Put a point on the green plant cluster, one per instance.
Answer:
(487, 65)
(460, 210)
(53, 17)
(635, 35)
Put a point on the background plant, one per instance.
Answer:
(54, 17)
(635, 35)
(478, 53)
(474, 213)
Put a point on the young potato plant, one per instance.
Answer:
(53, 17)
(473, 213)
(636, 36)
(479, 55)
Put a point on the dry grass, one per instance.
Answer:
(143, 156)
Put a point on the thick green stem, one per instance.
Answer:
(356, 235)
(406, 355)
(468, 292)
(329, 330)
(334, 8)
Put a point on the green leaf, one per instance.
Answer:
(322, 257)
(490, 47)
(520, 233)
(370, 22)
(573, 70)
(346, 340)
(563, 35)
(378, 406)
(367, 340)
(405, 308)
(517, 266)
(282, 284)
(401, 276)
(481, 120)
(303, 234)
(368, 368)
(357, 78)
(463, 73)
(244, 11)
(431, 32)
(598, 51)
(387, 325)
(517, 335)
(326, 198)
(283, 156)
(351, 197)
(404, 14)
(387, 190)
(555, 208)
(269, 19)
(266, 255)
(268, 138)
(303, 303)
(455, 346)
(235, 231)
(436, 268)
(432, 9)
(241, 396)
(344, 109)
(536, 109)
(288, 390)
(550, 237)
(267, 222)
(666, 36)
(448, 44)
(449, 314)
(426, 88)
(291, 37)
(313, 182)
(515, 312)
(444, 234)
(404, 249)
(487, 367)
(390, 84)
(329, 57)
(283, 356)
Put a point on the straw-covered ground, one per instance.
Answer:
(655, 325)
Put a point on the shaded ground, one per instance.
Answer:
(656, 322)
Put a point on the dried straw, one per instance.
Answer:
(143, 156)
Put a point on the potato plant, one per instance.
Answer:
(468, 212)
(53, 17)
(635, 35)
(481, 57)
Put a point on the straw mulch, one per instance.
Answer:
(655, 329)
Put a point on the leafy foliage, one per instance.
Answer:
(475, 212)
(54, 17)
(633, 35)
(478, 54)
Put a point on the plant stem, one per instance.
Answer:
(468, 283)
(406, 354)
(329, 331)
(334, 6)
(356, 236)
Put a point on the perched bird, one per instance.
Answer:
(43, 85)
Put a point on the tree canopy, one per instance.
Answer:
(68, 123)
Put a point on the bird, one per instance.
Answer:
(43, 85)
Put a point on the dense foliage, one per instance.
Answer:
-.-.-
REQUIRED ACTION: Within the listing above, copy each line that has the string "bird".

ANSWER AREA:
Put a point on the perched bird, one per instance.
Put a point on the bird, one per instance.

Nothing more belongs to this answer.